● **Extrait du texte**

# # # # #

Traduction: Marianne Millon.

Afrique du Nord à la fin des années 1950 : une ambiance en noir et blanc, à la « Casablanca », l’Algérie est en ébullition, le Maroc a des velléités d’indépendance, les ambassades bruissent de manoeuvres et d’intrigues. C’est dans ce cadre suranné que se déploie une histoire d’amitié et de trahison entre deux jeunes phalangistes dans le protectorat espagnol de Tétouan, au cœur du Rif occidental. Quelques 70 ans plus tard, un manuscrit surgit chez un libraire madrilène qui rétablit la vérité de l’histoire mais commence par cet impossible constat : « Je suis mort. On m’a tué un jour de septembre 1957 d’une balle dans la tête ».

La réputation de l’Espagnol José Carlos Somoza dans le domaine de la littérature fantastique n’est plus à faire et donc c’est avec une grande curiosité qu’on embarque avec lui dans son virage vers le roman historique et d’espionnage. Un auteur expérimenté qu’on apprécie, une genre apprécié et une couverture superbe signée Loustal, tous les clignotants sont au vert.

# # # # #

● **Matériel fourni**
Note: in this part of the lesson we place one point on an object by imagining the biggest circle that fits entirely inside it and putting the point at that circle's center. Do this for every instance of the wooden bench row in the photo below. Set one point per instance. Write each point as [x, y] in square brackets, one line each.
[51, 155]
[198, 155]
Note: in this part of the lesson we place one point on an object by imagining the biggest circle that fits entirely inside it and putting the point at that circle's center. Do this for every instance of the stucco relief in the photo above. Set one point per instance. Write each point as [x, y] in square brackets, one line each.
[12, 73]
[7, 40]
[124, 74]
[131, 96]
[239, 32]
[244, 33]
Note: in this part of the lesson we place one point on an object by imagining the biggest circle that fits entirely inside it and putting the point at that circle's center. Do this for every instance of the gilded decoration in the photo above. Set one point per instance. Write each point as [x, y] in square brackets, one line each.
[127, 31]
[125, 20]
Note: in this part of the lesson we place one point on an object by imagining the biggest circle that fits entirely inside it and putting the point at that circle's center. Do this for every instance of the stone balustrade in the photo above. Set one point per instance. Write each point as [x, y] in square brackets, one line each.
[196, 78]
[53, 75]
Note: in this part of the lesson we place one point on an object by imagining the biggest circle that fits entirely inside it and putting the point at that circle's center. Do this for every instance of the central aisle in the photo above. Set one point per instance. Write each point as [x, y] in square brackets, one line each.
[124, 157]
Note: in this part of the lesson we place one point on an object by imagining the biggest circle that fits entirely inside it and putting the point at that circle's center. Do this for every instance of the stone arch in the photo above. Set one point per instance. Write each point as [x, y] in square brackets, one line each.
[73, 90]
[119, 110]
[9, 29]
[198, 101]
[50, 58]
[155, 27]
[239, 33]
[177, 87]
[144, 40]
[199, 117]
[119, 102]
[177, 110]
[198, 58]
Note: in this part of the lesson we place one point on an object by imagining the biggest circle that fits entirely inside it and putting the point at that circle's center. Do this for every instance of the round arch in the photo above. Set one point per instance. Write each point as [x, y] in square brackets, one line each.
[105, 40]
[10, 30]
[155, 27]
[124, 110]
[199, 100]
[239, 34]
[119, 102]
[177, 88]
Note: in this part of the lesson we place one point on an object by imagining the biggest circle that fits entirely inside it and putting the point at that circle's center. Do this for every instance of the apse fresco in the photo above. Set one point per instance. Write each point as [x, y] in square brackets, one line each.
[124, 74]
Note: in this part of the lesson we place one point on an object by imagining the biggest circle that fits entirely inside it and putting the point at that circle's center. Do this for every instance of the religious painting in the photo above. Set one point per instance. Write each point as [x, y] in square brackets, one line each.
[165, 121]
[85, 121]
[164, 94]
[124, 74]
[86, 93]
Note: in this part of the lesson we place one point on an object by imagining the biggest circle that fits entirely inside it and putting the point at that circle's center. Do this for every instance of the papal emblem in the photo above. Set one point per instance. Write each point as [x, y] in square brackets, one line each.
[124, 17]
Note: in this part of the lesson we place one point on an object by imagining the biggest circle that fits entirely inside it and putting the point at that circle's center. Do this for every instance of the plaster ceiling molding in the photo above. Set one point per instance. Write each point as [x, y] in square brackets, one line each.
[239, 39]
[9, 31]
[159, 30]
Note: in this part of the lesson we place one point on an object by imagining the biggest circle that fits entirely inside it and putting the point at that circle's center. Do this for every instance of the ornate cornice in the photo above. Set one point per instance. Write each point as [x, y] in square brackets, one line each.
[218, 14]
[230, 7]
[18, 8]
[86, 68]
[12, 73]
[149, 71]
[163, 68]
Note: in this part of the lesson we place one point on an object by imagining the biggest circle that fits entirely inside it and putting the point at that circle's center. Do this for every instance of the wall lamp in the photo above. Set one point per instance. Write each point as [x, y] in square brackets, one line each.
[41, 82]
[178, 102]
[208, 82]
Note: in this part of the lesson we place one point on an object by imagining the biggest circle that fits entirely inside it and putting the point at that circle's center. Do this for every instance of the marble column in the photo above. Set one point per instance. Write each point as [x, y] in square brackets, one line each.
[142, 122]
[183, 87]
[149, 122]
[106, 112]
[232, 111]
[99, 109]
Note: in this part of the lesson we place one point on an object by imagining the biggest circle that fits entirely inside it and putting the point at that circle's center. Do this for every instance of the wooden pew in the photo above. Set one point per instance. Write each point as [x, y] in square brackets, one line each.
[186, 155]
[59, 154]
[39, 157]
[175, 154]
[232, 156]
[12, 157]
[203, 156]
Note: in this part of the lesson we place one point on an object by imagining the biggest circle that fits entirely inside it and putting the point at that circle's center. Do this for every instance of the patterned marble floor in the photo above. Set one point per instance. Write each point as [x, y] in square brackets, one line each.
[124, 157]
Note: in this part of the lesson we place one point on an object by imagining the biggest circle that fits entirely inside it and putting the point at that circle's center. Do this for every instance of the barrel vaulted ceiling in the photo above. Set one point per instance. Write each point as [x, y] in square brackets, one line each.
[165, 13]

# # # # #

● **Consignes**
1. Relevez tous les noms de personnes qui figurent dans l'extrait du texte.
2. Reprenez le texte sur le roman d'espionnage de José Carlos Somoza et poursuivez-le à partir de sa dernière phrase.
Le matériel fourni n'entre pas en jeu ici.

● **Réponses aux consignes**
1. Marianne Millon, José Carlos Somoza, Loustal

2.
On a tous des mauvaises expériences de lecture qui sont souvent le résultat d’une obstination, malgré des signaux pourtant très visibles comme le le manque d’entrain, les escapades incessantes vers Internet pour tenter de comprendre de quoi on cause, des personnages dont on se fout complètement et dont la moralité, dès le départ, vous gêne, des annonces de tragédies qu’on ne verra jamais venir… 

Roman gigogne, “L’origine du mal” bénéficie de la belle plume de Somoza. Durant les trois quarts du roman, c’est Angel Carvajal qui raconte sa vie et sa mort, depuis son engagement dans la Phalange en 36 jusqu’à sa mort en 57, militaire et espion franquiste, exécuté dans le rif marocain. Les soixante dernières pages, elles, nettement moins ennuyeuses mais totalement abracadabrantes, racontent l’enquête d’un écrivain pour comprendre cette histoire. Le manuscrit autobiographique en question est raconté par un Carvajal, chrétien de droite, entré dans l’organisation fasciste sans savoir vraiment pourquoi, ce qui ne l’empêchera pas de rester un facho toute sa vie.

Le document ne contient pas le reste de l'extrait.